▶ [Challenge] Make an exact copy of the lines, leaving the pictures out.

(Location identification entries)
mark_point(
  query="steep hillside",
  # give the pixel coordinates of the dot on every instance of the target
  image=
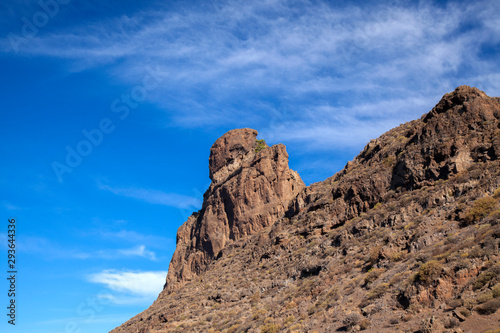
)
(404, 238)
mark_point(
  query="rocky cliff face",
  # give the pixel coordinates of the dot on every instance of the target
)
(251, 188)
(404, 238)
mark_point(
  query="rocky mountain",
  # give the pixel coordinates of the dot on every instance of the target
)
(404, 239)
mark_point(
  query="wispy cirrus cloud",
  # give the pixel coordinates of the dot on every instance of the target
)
(129, 287)
(230, 62)
(155, 196)
(52, 250)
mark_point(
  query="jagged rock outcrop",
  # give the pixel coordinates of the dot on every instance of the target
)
(250, 190)
(405, 238)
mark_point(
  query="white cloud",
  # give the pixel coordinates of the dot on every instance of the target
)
(139, 251)
(129, 287)
(223, 59)
(51, 250)
(155, 197)
(7, 205)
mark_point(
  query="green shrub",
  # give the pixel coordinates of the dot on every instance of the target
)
(489, 307)
(429, 271)
(378, 291)
(484, 297)
(496, 290)
(486, 277)
(373, 274)
(261, 144)
(480, 209)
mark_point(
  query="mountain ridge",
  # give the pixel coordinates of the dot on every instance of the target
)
(391, 242)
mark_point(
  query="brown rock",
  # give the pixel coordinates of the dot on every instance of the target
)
(243, 264)
(250, 190)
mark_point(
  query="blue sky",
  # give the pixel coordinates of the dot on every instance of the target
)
(109, 110)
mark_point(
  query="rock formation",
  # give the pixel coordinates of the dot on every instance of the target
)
(250, 190)
(405, 238)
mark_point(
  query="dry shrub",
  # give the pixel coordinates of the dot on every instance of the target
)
(429, 271)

▶ [Result]
mark_point(
  query="steep hillside",
  # give the pixel coordinates of the dot on every instance of the target
  image=
)
(404, 238)
mark_point(
  query="rocky cliff face",
  # give the pixel coordinates of the dot on every instance of the target
)
(251, 188)
(404, 238)
mark_point(
  query="rocky mountain",
  # give the pixel coordinates of the dot on every instance of the target
)
(404, 239)
mark_point(
  query="wispy cirrus cloud",
  # give the pixel coordinates of the dot on every instance of the target
)
(129, 287)
(230, 62)
(155, 196)
(52, 250)
mark_point(
  query="jagged rock outcrop",
  # give the pixel coordinates of the dot on every instance of the target
)
(250, 190)
(405, 238)
mark_point(
  query="white cloud",
  # give the pixel coordinates of the dot on every instance of the target
)
(139, 251)
(129, 287)
(223, 59)
(51, 250)
(155, 197)
(7, 205)
mark_point(
  query="green shrub",
  # give the pixel coordinates of the dot on every instance of the target
)
(489, 307)
(429, 271)
(378, 291)
(484, 297)
(496, 290)
(486, 277)
(373, 274)
(261, 144)
(480, 209)
mark_point(
  query="mountain ridge",
  # give the pixel coordinates of the dot on every instance of the target
)
(391, 242)
mark_point(
  query="brown rock",
  # give the pixel coordinates of the dot on every instance of the target
)
(243, 264)
(250, 190)
mark_point(
  query="blue sky",
  # give the pixel coordinates of the dot on every instance of the target
)
(109, 110)
mark_point(
  query="rock formation",
  # give the pixel coordinates of the dot on every instance of the target
)
(250, 190)
(405, 238)
mark_point(
  query="dry shrub",
  # give the pixel coordinates of the dot on every instance of the target
)
(429, 271)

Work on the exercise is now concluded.